From the line containing "Where can you find the grey" through the last line of the entries below, repeat each line word for word and leave out the rest.

[[ Entries shown open ]]

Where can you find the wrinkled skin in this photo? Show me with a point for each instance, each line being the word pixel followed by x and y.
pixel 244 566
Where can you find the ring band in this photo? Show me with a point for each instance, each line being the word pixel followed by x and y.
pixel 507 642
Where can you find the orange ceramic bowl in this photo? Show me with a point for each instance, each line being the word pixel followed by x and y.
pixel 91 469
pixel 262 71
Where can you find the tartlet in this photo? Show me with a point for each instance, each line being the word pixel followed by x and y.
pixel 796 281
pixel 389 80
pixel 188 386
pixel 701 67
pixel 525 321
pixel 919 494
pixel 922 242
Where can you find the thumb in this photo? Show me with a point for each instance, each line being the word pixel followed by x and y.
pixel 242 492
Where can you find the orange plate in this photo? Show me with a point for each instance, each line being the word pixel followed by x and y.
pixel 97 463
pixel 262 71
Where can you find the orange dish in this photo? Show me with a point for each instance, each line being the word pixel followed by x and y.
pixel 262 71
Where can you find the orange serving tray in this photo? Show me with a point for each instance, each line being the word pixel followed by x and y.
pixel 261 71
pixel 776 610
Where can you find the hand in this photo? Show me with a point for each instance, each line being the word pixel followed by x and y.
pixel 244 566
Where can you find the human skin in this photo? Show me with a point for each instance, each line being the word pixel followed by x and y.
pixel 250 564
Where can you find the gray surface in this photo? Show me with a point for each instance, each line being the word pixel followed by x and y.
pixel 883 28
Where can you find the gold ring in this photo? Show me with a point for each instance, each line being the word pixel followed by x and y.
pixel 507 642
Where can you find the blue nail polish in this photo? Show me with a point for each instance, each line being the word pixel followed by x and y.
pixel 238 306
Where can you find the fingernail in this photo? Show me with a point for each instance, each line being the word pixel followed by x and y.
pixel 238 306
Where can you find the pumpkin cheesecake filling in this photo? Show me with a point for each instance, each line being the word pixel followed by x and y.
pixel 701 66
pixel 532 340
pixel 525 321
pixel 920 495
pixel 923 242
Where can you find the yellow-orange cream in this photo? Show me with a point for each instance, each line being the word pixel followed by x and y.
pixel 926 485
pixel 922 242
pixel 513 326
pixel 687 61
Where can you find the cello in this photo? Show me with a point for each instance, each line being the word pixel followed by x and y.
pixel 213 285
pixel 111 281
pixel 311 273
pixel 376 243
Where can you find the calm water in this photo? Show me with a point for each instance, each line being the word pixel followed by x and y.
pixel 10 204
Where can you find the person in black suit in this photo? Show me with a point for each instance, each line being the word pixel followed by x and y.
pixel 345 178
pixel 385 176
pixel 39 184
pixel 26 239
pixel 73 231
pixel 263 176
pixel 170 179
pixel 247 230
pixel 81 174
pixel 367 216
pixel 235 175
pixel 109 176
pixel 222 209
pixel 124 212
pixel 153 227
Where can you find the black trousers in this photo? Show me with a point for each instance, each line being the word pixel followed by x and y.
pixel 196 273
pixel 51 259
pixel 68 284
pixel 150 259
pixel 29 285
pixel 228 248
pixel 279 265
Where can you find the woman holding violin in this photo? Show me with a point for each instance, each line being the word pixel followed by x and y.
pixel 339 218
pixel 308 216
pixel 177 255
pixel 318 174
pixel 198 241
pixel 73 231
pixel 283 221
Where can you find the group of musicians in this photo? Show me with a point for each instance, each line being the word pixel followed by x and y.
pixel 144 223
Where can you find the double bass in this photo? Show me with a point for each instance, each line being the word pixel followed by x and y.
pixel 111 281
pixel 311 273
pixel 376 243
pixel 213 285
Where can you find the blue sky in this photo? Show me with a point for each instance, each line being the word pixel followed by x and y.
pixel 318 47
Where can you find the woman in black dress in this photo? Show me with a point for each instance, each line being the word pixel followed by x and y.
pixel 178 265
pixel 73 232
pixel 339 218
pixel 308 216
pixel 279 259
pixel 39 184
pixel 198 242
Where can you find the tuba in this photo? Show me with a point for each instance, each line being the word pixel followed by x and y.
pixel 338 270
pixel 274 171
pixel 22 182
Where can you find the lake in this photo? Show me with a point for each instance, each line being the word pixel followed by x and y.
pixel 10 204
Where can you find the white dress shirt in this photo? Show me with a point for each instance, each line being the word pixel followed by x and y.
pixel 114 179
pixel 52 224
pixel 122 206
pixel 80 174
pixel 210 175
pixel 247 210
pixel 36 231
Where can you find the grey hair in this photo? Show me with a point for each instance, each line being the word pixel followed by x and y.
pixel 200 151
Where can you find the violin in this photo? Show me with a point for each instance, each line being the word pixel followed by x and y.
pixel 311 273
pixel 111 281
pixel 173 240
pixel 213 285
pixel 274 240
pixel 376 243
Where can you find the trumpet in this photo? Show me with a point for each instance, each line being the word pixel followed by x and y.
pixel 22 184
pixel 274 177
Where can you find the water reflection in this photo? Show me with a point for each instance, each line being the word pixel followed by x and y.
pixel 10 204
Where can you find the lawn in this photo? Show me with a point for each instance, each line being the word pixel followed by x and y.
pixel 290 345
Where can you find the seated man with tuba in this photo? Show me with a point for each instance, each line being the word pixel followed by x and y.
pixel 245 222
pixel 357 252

[[ Entries shown closed ]]

Response:
Where can you find the grey hair in this photo? Show me with a point for each instance, each line being the word pixel followed by x and y.
pixel 200 151
Where can you find the violin in this photo? Show me with a point for each instance, each line being the word pixel followed by x and y.
pixel 311 273
pixel 111 281
pixel 173 240
pixel 213 285
pixel 274 240
pixel 376 243
Where can you find the trumpet in this photo? Show me with a point for each instance, each line being the word pixel followed by x and y.
pixel 22 184
pixel 274 177
Where can you find the water reflection in this photo? Show me with a point for each instance, each line being the word pixel followed by x and y.
pixel 10 204
Where can you find the lawn in this photo? Show me with a point for each instance, each line being the word pixel followed by x and y.
pixel 290 345
Where can you find the seated man with tuba in this photo? Show me with a point for each instance, each line being the word pixel followed by x and y.
pixel 245 222
pixel 357 252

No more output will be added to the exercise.